*Do this*:
List every line of the listing below that contains the word "floral", and copy each one in full.

-- Start of Stored rows --

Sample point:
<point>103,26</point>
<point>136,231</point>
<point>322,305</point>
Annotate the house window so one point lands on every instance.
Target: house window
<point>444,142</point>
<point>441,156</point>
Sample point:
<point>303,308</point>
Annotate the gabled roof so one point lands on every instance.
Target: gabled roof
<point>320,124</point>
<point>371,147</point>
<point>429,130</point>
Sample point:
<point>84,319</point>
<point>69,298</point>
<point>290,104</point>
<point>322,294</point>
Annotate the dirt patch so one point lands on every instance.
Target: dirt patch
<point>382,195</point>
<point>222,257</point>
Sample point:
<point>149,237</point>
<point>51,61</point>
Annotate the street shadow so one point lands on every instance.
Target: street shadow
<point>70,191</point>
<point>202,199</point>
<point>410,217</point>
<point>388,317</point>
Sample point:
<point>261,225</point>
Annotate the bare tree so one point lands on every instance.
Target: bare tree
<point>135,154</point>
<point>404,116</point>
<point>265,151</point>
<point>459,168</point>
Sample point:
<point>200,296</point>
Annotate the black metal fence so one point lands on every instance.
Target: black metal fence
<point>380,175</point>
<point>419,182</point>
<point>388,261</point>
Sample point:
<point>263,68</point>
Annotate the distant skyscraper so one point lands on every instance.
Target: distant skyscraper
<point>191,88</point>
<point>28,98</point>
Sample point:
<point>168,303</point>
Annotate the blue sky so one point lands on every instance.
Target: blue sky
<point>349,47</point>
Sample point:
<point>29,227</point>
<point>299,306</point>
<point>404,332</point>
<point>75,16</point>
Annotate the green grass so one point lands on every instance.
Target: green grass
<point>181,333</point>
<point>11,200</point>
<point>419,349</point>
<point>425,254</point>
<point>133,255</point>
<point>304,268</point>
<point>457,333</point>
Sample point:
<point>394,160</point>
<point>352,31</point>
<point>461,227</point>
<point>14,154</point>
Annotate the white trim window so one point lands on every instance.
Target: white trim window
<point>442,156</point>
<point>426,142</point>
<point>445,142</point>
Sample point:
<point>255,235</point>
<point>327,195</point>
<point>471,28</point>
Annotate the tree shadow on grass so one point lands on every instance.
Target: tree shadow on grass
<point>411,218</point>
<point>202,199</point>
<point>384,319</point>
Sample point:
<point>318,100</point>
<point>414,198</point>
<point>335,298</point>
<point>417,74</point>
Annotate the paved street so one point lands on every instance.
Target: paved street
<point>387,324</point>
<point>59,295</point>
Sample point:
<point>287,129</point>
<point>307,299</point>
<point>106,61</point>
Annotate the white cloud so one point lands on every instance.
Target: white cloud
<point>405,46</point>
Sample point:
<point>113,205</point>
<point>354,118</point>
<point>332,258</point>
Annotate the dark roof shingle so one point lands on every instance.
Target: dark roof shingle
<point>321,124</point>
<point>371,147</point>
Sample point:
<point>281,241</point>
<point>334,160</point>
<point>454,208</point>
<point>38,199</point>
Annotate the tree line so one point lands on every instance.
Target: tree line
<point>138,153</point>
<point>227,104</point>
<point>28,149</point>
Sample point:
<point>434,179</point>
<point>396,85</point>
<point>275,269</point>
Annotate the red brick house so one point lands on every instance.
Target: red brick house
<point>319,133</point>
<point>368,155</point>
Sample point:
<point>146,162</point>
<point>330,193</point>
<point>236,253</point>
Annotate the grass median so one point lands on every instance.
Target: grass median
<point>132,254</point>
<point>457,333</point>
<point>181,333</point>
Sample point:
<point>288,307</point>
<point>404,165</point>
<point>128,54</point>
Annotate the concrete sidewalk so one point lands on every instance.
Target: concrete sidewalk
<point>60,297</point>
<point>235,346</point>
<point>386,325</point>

-- End of Stored rows --
-- Start of Stored rows --

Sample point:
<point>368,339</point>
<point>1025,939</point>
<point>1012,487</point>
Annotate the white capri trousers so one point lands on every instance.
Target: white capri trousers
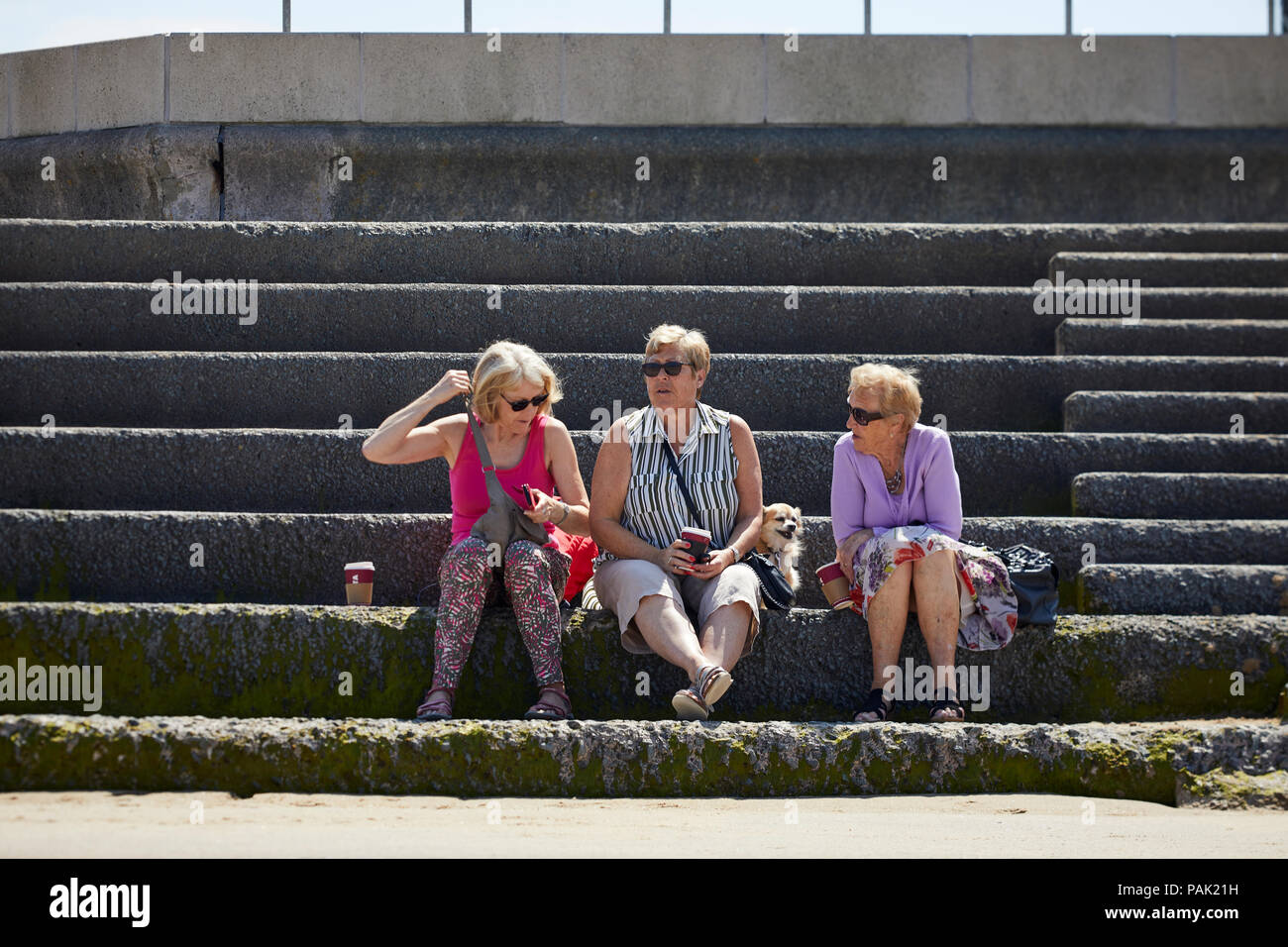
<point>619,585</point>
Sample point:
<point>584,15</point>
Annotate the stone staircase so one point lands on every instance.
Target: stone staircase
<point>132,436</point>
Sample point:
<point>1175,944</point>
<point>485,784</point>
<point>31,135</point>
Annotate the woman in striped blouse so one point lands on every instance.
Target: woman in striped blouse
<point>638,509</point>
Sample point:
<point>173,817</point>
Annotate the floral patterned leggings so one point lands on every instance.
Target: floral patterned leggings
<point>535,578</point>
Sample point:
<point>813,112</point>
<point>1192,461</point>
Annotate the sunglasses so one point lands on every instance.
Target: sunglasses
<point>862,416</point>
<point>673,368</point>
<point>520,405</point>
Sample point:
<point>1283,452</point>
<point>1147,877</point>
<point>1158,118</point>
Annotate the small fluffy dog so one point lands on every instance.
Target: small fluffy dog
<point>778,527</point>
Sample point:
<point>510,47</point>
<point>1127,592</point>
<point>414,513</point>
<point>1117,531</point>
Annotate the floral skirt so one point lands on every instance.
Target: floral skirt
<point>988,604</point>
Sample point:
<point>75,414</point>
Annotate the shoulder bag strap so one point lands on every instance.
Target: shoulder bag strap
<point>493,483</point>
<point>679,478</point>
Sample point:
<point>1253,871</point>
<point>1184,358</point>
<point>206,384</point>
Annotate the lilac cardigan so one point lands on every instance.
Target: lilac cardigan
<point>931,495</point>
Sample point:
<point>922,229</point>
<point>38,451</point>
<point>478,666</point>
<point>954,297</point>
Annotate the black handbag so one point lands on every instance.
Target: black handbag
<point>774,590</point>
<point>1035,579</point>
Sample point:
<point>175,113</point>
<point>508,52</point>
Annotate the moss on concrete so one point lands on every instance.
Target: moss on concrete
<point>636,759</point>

-- End of Stored rows --

*Final result*:
Annotate the floral patterned leggings so one point lands on every instance.
Target: floral patterned leggings
Annotate the floral skirt so one point lands on every instance.
Target: floral skirt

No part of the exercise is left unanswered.